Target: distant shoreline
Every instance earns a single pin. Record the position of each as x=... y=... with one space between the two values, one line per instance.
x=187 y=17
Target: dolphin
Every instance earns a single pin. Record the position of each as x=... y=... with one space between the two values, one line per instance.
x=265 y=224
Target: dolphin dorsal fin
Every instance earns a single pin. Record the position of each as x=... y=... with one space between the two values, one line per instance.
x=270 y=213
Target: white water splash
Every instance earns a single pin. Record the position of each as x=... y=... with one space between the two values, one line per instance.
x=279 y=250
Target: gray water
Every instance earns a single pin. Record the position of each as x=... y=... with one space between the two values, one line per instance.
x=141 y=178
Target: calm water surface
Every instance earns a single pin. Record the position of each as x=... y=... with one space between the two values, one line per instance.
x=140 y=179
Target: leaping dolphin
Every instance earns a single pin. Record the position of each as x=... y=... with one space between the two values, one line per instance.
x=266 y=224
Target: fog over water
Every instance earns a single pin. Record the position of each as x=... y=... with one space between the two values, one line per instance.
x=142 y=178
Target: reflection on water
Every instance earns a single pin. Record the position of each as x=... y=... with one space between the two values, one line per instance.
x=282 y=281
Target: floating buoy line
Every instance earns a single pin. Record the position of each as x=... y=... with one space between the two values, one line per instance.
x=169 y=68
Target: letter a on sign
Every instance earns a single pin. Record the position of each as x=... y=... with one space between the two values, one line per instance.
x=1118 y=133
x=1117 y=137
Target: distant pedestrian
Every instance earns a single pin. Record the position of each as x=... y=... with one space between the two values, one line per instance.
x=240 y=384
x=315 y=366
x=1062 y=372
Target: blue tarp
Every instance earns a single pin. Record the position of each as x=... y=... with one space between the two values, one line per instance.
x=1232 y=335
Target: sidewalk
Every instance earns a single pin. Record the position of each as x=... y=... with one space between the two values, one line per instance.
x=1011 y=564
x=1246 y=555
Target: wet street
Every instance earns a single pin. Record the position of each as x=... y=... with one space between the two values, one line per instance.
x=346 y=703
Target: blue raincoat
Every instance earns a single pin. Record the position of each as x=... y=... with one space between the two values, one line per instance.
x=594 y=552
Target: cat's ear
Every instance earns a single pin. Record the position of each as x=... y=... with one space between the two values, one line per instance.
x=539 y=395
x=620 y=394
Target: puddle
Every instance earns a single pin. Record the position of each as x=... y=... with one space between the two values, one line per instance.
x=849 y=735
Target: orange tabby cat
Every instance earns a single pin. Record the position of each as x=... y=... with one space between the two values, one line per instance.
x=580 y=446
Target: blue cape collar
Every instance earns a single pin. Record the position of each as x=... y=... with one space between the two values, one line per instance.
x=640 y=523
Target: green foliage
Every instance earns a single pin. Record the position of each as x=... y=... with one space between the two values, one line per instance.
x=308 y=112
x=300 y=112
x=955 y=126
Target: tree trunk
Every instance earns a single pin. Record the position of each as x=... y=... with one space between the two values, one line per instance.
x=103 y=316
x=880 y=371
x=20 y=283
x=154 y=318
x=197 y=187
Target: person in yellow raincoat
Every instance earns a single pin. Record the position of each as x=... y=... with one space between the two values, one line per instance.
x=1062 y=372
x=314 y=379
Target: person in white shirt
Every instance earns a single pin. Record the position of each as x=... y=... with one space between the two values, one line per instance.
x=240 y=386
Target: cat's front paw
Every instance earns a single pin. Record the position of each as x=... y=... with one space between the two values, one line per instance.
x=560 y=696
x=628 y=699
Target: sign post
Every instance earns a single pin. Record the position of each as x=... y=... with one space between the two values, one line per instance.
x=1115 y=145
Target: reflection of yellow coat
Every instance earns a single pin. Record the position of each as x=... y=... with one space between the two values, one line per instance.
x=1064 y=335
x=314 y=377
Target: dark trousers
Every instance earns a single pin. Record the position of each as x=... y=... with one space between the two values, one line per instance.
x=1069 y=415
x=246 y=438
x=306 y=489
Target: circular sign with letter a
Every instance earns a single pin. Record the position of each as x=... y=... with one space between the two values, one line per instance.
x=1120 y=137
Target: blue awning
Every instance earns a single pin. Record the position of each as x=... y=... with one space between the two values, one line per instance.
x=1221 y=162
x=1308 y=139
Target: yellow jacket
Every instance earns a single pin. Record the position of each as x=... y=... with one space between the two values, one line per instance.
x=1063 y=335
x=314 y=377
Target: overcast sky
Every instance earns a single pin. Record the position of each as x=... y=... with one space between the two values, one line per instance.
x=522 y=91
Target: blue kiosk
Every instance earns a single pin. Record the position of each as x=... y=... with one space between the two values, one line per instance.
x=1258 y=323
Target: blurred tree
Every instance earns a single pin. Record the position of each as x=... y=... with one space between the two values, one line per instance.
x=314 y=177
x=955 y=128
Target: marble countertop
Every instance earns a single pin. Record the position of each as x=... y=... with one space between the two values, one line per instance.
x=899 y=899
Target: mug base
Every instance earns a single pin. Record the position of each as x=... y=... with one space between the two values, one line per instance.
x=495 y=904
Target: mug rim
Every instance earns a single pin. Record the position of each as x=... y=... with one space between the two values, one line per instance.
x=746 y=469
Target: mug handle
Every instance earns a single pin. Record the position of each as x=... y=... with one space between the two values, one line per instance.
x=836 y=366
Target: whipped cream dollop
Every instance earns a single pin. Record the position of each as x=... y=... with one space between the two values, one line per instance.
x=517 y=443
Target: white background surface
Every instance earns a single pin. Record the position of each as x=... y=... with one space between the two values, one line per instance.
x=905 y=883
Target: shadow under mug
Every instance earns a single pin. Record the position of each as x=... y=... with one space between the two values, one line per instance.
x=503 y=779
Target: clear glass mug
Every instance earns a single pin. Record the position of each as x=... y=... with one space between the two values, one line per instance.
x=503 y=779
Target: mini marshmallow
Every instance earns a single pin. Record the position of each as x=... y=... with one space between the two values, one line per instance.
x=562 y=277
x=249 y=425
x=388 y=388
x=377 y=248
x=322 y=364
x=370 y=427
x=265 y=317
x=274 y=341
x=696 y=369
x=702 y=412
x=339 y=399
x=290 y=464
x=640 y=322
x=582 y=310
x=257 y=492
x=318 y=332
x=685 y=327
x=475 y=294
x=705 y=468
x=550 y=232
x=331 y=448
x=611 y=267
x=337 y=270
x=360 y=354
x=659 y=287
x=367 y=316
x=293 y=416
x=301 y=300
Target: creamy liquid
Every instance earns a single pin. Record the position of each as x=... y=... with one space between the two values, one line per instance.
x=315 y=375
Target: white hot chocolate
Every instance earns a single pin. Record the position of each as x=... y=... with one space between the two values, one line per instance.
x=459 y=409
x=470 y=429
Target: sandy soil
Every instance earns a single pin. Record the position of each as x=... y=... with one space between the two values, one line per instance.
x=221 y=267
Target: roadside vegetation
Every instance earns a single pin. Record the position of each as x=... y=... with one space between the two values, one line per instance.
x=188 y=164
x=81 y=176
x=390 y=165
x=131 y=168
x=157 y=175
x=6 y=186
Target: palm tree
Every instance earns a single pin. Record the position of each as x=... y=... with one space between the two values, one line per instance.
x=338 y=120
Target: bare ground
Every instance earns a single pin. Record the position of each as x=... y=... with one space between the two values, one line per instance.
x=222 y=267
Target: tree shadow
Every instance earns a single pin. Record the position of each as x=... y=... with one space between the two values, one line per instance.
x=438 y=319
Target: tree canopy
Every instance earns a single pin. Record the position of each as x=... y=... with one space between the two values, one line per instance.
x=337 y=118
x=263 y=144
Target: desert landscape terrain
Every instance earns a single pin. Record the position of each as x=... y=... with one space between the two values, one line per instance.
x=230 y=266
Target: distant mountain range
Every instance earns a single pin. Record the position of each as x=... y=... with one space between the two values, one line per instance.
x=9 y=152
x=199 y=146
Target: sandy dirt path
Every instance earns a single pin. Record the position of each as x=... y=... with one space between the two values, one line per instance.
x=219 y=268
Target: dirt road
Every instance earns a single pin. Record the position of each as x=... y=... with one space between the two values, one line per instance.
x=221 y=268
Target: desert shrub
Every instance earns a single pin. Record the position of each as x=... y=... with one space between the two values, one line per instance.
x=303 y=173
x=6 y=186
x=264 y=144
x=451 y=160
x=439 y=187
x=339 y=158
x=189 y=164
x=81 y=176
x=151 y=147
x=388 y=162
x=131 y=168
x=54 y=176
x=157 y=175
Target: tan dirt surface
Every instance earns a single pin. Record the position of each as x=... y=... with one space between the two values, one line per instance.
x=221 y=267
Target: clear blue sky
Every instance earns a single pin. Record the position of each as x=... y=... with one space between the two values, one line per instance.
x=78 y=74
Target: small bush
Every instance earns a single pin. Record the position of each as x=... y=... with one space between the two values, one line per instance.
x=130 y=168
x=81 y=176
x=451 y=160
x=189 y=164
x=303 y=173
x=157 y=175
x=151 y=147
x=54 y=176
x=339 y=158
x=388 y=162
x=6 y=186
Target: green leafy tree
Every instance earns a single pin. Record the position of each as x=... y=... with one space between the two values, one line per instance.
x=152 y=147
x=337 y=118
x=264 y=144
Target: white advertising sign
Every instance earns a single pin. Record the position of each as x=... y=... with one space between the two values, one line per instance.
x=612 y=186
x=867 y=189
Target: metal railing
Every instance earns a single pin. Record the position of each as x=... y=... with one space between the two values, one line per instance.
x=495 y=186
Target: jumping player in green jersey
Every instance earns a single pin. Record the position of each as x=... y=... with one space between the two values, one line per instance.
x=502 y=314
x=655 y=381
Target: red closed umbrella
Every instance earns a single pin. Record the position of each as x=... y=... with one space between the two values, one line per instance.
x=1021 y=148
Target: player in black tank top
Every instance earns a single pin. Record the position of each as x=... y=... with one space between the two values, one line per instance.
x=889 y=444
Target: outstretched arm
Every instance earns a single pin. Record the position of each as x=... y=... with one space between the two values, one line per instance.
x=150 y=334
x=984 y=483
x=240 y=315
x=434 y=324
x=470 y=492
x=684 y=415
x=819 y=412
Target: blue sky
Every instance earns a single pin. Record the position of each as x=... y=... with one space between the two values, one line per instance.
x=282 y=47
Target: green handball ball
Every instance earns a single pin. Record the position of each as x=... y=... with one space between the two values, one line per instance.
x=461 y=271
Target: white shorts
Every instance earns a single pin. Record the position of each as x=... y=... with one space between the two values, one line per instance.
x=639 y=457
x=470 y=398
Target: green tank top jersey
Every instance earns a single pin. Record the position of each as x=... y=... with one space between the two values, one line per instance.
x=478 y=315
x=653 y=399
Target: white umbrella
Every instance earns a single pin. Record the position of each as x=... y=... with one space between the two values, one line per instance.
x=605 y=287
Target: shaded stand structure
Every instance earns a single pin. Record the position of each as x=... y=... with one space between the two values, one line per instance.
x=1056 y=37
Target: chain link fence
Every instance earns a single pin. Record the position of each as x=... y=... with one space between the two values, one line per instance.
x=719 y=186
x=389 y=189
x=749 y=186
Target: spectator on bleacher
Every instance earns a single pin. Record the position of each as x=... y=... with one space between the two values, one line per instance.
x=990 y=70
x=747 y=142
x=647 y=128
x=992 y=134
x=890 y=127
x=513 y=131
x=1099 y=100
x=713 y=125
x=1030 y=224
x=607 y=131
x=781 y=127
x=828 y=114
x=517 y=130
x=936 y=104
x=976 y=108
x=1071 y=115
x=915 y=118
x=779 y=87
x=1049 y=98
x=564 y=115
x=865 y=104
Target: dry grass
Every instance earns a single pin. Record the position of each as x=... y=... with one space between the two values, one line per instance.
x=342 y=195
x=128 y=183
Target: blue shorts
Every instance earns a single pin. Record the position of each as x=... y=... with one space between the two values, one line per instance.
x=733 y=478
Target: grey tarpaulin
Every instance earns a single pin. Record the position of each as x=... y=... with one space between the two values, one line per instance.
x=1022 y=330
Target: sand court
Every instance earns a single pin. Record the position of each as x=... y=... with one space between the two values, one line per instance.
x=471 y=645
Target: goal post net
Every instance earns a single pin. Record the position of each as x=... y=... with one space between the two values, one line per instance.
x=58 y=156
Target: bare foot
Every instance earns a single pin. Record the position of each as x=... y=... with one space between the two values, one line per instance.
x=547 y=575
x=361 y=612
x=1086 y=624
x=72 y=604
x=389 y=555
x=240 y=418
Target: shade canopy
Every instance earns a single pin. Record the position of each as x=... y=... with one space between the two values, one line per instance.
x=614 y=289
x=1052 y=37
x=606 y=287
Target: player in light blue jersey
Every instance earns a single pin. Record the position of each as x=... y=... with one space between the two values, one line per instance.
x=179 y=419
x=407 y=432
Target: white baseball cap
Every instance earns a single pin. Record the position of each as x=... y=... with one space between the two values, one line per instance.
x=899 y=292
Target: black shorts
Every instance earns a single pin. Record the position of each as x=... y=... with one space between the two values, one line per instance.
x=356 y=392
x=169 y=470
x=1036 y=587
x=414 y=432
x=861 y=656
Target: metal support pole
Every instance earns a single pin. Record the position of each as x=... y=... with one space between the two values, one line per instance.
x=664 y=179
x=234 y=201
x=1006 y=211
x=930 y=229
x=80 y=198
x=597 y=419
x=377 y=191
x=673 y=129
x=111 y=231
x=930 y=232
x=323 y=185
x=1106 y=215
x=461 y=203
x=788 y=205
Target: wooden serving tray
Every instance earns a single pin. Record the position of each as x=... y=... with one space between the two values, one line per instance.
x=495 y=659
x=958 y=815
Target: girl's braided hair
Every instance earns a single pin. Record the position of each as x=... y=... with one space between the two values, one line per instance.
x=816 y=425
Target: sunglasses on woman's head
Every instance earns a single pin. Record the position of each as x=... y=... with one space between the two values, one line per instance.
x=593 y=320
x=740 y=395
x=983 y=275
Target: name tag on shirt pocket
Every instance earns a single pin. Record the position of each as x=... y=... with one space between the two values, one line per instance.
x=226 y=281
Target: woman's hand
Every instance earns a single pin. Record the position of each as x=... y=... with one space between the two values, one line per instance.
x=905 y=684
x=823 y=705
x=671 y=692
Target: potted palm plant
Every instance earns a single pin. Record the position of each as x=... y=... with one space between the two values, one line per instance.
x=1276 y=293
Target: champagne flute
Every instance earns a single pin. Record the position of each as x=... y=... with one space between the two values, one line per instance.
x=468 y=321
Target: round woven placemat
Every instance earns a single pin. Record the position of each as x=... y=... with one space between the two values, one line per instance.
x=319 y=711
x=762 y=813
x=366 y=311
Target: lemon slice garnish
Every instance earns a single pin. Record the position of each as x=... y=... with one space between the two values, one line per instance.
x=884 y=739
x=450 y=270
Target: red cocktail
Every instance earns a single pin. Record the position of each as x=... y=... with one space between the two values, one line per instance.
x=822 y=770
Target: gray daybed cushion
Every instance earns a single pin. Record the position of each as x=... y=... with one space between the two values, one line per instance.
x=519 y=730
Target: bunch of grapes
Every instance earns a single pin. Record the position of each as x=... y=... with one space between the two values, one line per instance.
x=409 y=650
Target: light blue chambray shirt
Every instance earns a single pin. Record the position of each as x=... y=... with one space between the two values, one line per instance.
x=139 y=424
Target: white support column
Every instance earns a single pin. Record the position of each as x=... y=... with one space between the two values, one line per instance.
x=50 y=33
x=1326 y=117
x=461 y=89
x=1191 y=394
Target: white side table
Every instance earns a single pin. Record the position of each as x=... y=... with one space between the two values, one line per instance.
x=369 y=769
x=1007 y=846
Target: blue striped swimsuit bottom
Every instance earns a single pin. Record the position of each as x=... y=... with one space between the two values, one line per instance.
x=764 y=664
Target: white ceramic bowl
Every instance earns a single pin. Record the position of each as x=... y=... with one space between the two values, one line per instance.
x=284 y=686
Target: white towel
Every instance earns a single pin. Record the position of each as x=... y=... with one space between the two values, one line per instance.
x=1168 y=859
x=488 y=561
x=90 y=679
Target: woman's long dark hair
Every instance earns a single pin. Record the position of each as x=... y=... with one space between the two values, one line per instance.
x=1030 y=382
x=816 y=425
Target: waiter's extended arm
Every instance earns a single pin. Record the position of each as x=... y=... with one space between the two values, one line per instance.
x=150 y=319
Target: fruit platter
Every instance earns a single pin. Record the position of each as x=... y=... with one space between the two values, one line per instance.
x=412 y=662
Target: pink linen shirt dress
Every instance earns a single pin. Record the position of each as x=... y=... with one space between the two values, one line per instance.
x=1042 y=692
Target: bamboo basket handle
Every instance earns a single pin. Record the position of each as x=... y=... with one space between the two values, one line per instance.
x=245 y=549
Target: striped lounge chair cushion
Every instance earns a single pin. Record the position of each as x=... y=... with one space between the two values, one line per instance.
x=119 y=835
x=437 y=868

■ ■ ■

WORK TO DO
Transcribe word for word the lines from the one holding "Target: pink linen shirt dress" to the last line of the listing above, inclusive.

TASK ANSWER
Target: pink linen shirt dress
Every instance earns a single pin. Record the position of each as x=... y=... with one space between the two values, one line per instance.
x=1042 y=692
Target: bamboo basket handle
Every instance earns a single pin. Record the position of each as x=... y=... with one space between the two values, one line per instance.
x=245 y=549
Target: striped lounge chair cushion
Every instance earns a single pin. Record the position of each as x=... y=... with one space between the two values, one line per instance.
x=119 y=835
x=437 y=868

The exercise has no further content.